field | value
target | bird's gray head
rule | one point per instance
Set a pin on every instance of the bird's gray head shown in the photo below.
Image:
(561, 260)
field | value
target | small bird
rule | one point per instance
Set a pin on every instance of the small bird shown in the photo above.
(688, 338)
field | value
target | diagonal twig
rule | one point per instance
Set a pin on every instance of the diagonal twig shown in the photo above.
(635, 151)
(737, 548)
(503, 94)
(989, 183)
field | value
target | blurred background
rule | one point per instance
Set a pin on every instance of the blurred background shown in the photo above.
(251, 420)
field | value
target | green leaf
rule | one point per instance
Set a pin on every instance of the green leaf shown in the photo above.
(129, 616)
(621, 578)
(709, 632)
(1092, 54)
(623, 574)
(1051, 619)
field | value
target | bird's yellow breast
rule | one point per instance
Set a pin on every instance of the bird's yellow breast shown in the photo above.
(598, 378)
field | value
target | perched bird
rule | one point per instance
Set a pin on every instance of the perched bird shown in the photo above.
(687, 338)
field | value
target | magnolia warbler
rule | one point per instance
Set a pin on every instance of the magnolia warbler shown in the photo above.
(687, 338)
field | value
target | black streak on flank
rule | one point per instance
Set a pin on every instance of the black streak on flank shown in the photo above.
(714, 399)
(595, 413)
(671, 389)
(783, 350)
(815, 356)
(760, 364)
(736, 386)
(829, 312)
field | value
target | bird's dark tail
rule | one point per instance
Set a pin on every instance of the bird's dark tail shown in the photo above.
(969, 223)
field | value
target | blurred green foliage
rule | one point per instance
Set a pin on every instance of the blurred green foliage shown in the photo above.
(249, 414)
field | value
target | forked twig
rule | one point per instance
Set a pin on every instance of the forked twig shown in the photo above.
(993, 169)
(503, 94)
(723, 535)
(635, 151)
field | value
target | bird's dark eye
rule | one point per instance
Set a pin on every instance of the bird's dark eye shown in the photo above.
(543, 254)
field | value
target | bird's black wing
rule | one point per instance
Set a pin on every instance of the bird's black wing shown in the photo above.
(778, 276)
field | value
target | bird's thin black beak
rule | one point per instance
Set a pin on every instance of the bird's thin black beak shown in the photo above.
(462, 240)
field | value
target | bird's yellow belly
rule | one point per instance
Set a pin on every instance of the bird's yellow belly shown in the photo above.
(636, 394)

*-*-*

— Aim —
Repeat the entries shown above, every one, word for word.

— Final result —
field | value
target | bird's gray head
rule | one point per instance
Set a pin on every instance of the bird's gray head shown in the photo below.
Image:
(561, 260)
field | value
target | small bird
rule | one point per instance
Set a pin on every instance of the small bird shown in the photo above.
(688, 338)
field | value
target | diagonal twig
rule | one point per instance
Set a pin on every instance of the diagonal twig shown in the photo above.
(635, 151)
(737, 548)
(503, 94)
(989, 183)
field | value
target | blurred background
rule | one point per instance
Set a pin on every instance of the blurred background shown in the photo above.
(251, 420)
field | value
target | green leaf
rule | one point per instance
Set a pin on every instance of the green leaf shown in the photo above.
(129, 616)
(621, 578)
(709, 632)
(1092, 54)
(623, 574)
(1051, 619)
field | value
target | bird's yellow breast
rule | one point per instance
Set a pin on every instance of the bird's yellow breast shown in the photo above.
(598, 378)
field | value
target | perched bird
rule | one point per instance
Set a pin on every instance of the perched bird shown in the photo above.
(687, 338)
field | value
target | magnolia warbler
rule | one point per instance
Set a pin on every instance of the magnolia warbler shown in the photo above.
(687, 338)
field | value
target | black streak on flank
rule | one point per instance
Set a pin on every instance of the black streak on flank shown in the photo above.
(714, 399)
(595, 413)
(671, 389)
(783, 350)
(815, 356)
(760, 364)
(736, 386)
(829, 312)
field | value
target | bird's dark tail
rule | one point per instance
Set a pin on every instance of the bird's dark tail shown in the photo above.
(969, 223)
field | value
target | blurred green foliage
rule | one point per instance
Set a pin on every instance of the blurred green foliage shown in the photo above.
(249, 414)
field | value
target | forked twig
rule | one point per instance
Set a pin on every instance of the forked twig shown in the photo above.
(993, 169)
(503, 94)
(723, 535)
(635, 151)
field | value
target | bird's dark eye
rule | one point per instance
Set a pin on every instance of the bird's dark eye shown in the photo above.
(543, 254)
field | value
target | bird's black wing
rule | one point per instance
Set a pin on every instance of the bird's black wing shown in the photo above.
(778, 276)
field | value
target | bird's thin black beak
rule | one point per instance
Set a pin on every instance of the bird's thin black beak shown in the photo above.
(462, 240)
field | value
target | bird's yellow belly
rule | one point per instance
Set a pin on every instance of the bird's yellow belly shown in the photo above.
(636, 394)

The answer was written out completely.